§ **Prompt**
Retype the listing that follows, exactly as written.

§ **Excerpted records**
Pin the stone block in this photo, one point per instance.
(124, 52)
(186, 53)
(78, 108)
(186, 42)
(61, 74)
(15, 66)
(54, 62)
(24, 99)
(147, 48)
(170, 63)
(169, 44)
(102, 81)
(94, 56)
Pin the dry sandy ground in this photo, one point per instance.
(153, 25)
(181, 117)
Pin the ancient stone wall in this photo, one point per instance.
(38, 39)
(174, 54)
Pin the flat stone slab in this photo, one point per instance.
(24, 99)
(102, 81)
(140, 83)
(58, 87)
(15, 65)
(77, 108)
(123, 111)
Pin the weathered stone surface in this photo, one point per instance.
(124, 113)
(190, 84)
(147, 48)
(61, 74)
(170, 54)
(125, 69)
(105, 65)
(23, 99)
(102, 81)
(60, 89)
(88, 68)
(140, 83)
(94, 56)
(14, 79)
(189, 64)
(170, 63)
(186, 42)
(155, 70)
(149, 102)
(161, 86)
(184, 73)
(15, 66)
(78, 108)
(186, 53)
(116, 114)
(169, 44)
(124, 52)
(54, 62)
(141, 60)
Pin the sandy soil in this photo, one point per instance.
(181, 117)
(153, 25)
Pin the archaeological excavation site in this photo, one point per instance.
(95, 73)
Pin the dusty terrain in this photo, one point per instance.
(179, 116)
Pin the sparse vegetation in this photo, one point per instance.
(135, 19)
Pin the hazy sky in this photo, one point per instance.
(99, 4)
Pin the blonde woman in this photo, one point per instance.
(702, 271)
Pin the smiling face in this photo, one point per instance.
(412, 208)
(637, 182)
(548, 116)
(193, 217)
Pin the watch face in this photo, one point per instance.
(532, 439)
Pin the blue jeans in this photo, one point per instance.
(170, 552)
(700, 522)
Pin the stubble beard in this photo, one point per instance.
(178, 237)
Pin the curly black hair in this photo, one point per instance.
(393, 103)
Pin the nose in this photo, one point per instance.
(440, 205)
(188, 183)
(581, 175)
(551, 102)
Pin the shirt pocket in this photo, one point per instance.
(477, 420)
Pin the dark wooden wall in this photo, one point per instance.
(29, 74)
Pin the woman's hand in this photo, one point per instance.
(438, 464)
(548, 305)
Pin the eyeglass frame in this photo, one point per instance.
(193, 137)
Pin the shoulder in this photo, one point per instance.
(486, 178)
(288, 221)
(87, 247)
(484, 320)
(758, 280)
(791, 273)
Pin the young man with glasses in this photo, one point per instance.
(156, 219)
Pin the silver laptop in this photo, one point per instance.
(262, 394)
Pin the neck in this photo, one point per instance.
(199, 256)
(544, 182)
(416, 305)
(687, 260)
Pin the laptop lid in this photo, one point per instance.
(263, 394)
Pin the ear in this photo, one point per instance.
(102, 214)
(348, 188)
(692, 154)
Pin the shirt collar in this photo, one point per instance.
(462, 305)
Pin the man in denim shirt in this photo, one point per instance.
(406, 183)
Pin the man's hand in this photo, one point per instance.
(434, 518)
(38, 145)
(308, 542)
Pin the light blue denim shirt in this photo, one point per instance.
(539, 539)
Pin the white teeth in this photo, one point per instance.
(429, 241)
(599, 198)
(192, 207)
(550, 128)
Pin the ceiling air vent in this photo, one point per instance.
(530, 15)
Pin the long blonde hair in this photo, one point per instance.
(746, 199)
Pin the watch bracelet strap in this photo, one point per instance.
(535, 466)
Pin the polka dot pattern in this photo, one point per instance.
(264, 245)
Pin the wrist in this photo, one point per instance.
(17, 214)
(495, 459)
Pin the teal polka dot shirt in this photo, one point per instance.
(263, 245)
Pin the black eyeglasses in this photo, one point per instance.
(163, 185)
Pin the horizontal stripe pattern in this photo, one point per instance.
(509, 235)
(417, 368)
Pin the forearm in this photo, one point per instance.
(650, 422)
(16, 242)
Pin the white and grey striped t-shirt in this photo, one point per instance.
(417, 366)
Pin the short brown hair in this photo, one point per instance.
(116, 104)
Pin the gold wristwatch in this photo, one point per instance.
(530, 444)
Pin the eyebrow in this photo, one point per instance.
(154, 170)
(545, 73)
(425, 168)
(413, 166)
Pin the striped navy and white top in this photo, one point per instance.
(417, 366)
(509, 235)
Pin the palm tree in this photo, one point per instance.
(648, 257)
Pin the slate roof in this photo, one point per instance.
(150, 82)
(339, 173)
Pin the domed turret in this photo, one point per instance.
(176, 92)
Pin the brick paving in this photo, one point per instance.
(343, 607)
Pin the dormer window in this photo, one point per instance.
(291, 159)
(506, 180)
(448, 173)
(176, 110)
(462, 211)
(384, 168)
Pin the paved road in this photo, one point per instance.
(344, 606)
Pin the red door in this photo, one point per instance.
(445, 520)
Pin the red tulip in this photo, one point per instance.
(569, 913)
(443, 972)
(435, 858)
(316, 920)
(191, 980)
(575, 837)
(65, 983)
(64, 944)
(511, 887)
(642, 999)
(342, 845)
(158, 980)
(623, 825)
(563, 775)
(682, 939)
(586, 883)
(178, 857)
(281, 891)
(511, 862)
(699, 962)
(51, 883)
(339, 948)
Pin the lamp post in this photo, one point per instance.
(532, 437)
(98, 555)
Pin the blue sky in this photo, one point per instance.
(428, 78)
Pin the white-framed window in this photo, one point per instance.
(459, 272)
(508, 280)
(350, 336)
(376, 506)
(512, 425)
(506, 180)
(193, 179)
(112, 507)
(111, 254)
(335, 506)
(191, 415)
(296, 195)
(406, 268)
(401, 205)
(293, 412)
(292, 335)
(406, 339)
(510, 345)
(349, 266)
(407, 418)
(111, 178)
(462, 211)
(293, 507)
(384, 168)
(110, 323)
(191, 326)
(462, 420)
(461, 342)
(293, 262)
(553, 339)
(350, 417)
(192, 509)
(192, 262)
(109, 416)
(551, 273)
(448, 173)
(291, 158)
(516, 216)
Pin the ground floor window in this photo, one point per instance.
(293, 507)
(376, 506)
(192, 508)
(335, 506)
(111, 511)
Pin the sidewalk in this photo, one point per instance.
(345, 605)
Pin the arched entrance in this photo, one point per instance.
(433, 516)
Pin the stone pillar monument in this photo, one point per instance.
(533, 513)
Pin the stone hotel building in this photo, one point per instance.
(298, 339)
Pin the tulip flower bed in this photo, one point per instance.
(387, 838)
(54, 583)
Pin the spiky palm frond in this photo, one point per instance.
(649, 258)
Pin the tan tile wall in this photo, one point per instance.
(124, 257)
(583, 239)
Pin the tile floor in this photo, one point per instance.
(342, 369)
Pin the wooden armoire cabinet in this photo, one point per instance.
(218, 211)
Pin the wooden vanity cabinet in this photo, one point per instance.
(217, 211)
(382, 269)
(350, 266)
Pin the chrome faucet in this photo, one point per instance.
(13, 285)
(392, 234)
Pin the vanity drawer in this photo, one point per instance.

§ **Response area**
Pin the stone block in this photo, one point per instance.
(124, 52)
(186, 53)
(78, 108)
(186, 42)
(61, 74)
(15, 66)
(54, 62)
(24, 99)
(147, 48)
(170, 63)
(169, 44)
(102, 81)
(94, 56)
Pin the dry sandy ground in this photo, one point per instance.
(153, 25)
(181, 117)
Pin the ancient stone wall in this photo, one point per instance.
(38, 39)
(174, 54)
Pin the flat stone slab in this photo, one point per instance.
(24, 99)
(102, 81)
(140, 83)
(58, 87)
(15, 65)
(77, 108)
(123, 111)
Pin the weathered stone surface in this photo, one point per instance.
(124, 113)
(190, 84)
(147, 48)
(61, 74)
(170, 54)
(125, 69)
(105, 65)
(23, 99)
(102, 81)
(60, 89)
(88, 68)
(140, 83)
(94, 56)
(14, 79)
(189, 64)
(170, 63)
(186, 42)
(155, 70)
(149, 102)
(161, 86)
(184, 73)
(15, 66)
(78, 108)
(186, 53)
(116, 114)
(169, 44)
(124, 52)
(54, 62)
(141, 60)
Pin the sandy soil in this photo, one point per instance.
(181, 117)
(153, 25)
Pin the archaeological excavation site in this photo, one point per instance.
(95, 73)
Pin the dusty terrain in this photo, one point per instance.
(179, 116)
Pin the sparse vegetation in this photo, one point per instance.
(135, 19)
Pin the hazy sky in this photo, one point per instance.
(99, 4)
Pin the blonde woman in this photo, one point per instance.
(702, 271)
Pin the smiling face in this photo, one point per instance.
(412, 208)
(637, 182)
(548, 116)
(193, 217)
Pin the watch face in this photo, one point per instance.
(532, 439)
Pin the blue jeans in this photo, one point per instance.
(170, 552)
(700, 522)
Pin the stubble beard in this photo, one point per instance.
(178, 237)
Pin the curly black hair in this photo, one point per instance.
(393, 103)
Pin the nose in this photo, one point per instance.
(440, 205)
(188, 183)
(581, 175)
(551, 102)
Pin the shirt pocket in this photo, one point per instance.
(477, 420)
Pin the dark wooden wall in this photo, one point per instance.
(29, 74)
Pin the woman's hand in this photo, one point per instance.
(438, 464)
(548, 305)
Pin the eyeglass frame in this photo, one point per instance.
(193, 137)
Pin the shoulder in this photo, one point per instance.
(486, 178)
(288, 221)
(87, 247)
(484, 320)
(758, 280)
(791, 273)
Pin the young man with glasses in this photo, one point per instance.
(156, 219)
Pin the silver laptop in this photo, one point per instance.
(262, 394)
Pin the neck in this photo, one point per instance.
(199, 256)
(544, 182)
(416, 305)
(687, 260)
Pin the laptop lid in this photo, one point per instance.
(263, 394)
Pin the ear in this photo, one point per instance.
(102, 214)
(348, 188)
(692, 154)
Pin the shirt collar in this photo, one point per instance.
(462, 305)
Pin the man in denim shirt in this photo, one point per instance.
(406, 183)
Pin the man's hand in this photo, one point per instance.
(434, 518)
(38, 145)
(308, 542)
Pin the light blue denim shirt in this photo, one point per instance.
(539, 539)
Pin the white teeth in this photo, one point per instance.
(429, 241)
(599, 198)
(192, 207)
(550, 128)
Pin the ceiling air vent in this photo, one point per instance.
(530, 15)
Pin the long blonde hair in this photo, one point per instance.
(746, 199)
Pin the watch bracelet strap in this photo, one point per instance.
(535, 466)
Pin the polka dot pattern in this photo, one point per instance.
(264, 245)
Pin the wrist in this photo, one point per instance.
(17, 214)
(495, 459)
Pin the teal polka dot shirt in this photo, one point per instance.
(263, 245)
Pin the black eyeglasses in this photo, one point per instance.
(163, 185)
Pin the horizontal stripe pattern in this photo, one point per instance.
(509, 235)
(417, 368)
Pin the forearm in this photo, one point per instance.
(650, 422)
(16, 242)
Pin the white and grey striped t-shirt in this photo, one point per instance.
(417, 366)
Pin the short brown hair in this photo, one point per instance.
(116, 104)
Pin the gold wristwatch in this photo, one point per instance.
(530, 444)
Pin the eyebrow in this photo, one point per instance.
(154, 170)
(545, 73)
(425, 168)
(413, 166)
Pin the striped navy and white top in this photo, one point per instance.
(417, 366)
(509, 235)
Pin the palm tree in this photo, one point per instance.
(648, 257)
Pin the slate roof in this photo, one point per instance.
(150, 82)
(339, 173)
Pin the domed turret in this photo, one point per instance.
(176, 92)
Pin the brick paving in this photo, one point per instance.
(343, 607)
Pin the dormer window in this photo, one point per instance.
(291, 159)
(506, 180)
(448, 173)
(176, 110)
(462, 211)
(384, 168)
Pin the paved road in this photo, one point per instance.
(344, 606)
Pin the red door in this photo, one point per instance.
(445, 520)
Pin the red tulip in this photo, one point per instance.
(569, 913)
(443, 972)
(435, 858)
(316, 920)
(191, 980)
(575, 837)
(65, 983)
(64, 944)
(511, 887)
(642, 999)
(342, 845)
(158, 980)
(623, 825)
(563, 775)
(682, 939)
(586, 883)
(178, 857)
(281, 891)
(511, 862)
(699, 962)
(51, 883)
(339, 948)
Pin the lamp post in this photo, one point per instance.
(532, 437)
(98, 555)
Pin the blue sky in this photo, one point per instance.
(428, 78)
Pin the white-framed window in this photo, one point per instance.
(459, 272)
(508, 280)
(350, 336)
(376, 506)
(512, 425)
(506, 180)
(193, 179)
(112, 507)
(111, 254)
(335, 506)
(191, 415)
(296, 195)
(406, 268)
(401, 205)
(293, 412)
(292, 335)
(406, 339)
(510, 345)
(349, 266)
(407, 418)
(111, 178)
(462, 211)
(293, 507)
(384, 168)
(110, 323)
(191, 326)
(462, 420)
(461, 342)
(293, 262)
(553, 339)
(350, 417)
(192, 509)
(192, 262)
(109, 416)
(551, 273)
(448, 173)
(291, 158)
(516, 216)
Pin the ground floor window in this photo, one point per instance.
(293, 507)
(376, 506)
(192, 508)
(335, 506)
(111, 511)
Pin the sidewalk in this photo, one point per instance.
(345, 605)
Pin the arched entrance in this photo, one point per instance.
(433, 516)
Pin the stone pillar monument in this photo, one point per instance.
(533, 513)
Pin the stone hotel building in this photo, one point per instance.
(298, 339)
Pin the tulip flower bed in this photo, one point per instance.
(387, 838)
(54, 583)
Pin the spiky palm frond in this photo, one point per instance.
(649, 258)
Pin the tan tile wall in this photo, one point per instance.
(124, 257)
(583, 239)
Pin the tile floor in this photo, one point per instance.
(342, 369)
Pin the wooden armoire cabinet in this photo, one point per instance.
(218, 211)
Pin the wooden vanity cabinet in this photo, one point per instance.
(217, 211)
(382, 269)
(350, 266)
Pin the chrome faucet in this photo, one point per instance.
(13, 285)
(392, 234)
Pin the vanity drawer in this photo, one point per instance.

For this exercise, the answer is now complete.